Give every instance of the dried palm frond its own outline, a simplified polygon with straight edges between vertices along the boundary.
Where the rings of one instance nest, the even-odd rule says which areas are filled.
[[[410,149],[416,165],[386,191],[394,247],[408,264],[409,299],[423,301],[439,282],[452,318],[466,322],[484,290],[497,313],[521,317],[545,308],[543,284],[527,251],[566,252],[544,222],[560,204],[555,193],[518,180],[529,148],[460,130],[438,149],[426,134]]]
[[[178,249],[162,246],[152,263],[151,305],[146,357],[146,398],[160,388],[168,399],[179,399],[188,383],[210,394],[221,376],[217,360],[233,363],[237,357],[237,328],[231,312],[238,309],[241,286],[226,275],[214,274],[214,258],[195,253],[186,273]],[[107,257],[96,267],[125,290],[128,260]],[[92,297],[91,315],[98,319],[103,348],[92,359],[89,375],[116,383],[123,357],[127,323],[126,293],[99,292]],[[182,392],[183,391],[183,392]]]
···
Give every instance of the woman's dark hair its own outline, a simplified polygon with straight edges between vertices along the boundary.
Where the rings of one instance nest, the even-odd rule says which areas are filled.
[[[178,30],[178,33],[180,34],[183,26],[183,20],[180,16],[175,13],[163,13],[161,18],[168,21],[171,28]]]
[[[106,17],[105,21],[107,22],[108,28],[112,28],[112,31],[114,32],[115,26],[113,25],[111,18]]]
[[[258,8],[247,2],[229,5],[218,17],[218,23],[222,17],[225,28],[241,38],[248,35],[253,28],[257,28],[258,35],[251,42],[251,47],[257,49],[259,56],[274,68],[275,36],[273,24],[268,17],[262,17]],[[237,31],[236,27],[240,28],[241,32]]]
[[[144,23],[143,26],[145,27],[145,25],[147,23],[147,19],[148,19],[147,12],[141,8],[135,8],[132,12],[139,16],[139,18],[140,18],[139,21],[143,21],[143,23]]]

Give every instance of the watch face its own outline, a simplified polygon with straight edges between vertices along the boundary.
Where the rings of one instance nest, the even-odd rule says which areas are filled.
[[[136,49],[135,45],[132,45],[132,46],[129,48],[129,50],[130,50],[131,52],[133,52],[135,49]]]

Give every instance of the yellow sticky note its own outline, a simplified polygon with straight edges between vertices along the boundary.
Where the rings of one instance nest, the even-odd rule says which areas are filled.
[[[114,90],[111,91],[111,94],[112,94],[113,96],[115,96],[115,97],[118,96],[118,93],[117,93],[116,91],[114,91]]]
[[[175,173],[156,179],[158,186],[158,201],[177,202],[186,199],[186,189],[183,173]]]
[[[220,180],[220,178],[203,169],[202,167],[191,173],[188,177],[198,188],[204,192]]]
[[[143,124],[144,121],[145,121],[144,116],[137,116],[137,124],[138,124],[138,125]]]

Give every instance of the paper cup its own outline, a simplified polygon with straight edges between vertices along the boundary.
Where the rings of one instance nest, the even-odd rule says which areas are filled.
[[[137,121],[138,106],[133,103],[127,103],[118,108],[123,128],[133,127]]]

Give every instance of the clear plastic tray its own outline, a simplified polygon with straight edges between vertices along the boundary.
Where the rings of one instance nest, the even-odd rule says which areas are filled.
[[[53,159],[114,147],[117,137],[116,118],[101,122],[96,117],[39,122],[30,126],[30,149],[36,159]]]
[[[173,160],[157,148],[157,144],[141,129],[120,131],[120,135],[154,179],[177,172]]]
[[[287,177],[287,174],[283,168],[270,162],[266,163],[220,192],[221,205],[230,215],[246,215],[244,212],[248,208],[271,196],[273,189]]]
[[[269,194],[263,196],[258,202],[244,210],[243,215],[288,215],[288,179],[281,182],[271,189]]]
···
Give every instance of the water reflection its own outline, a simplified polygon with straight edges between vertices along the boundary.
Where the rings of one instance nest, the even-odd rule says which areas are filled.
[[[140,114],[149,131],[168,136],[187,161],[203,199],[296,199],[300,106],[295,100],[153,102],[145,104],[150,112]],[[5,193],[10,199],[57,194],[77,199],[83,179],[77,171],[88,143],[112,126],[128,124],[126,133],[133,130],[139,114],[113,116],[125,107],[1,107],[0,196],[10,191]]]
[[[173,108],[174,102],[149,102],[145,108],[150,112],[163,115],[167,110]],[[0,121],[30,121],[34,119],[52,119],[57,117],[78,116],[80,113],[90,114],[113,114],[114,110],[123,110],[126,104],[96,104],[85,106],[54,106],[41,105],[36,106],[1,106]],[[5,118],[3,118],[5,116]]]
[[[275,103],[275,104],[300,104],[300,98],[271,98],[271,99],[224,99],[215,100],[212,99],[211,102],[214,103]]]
···
If a line of the records above holds the word "edges", show it.

§ SOLUTION TO THE EXERCISE:
Give every instance of the dried palm frond its own outline, a simplified polygon with straight edges between vertices along the boundary.
Give every instance of the woman's dark hair its own outline, a simplified polygon with straight edges between vertices along the boundary.
Give every instance of the watch face its own outline, a simplified polygon with straight edges between vertices along the boundary.
Give every instance of the yellow sticky note its own outline, a simplified polygon with straight edges between vertices along the boundary.
Give every instance of the paper cup its own outline, a simplified polygon with straight edges between vertices along the boundary.
Give every instance of the clear plastic tray its own outline, a simplified polygon with straight edges between vertices along the boundary.
Give every instance of the water reflection its own outline, a simplified polygon with straight edges between vertices along the boundary.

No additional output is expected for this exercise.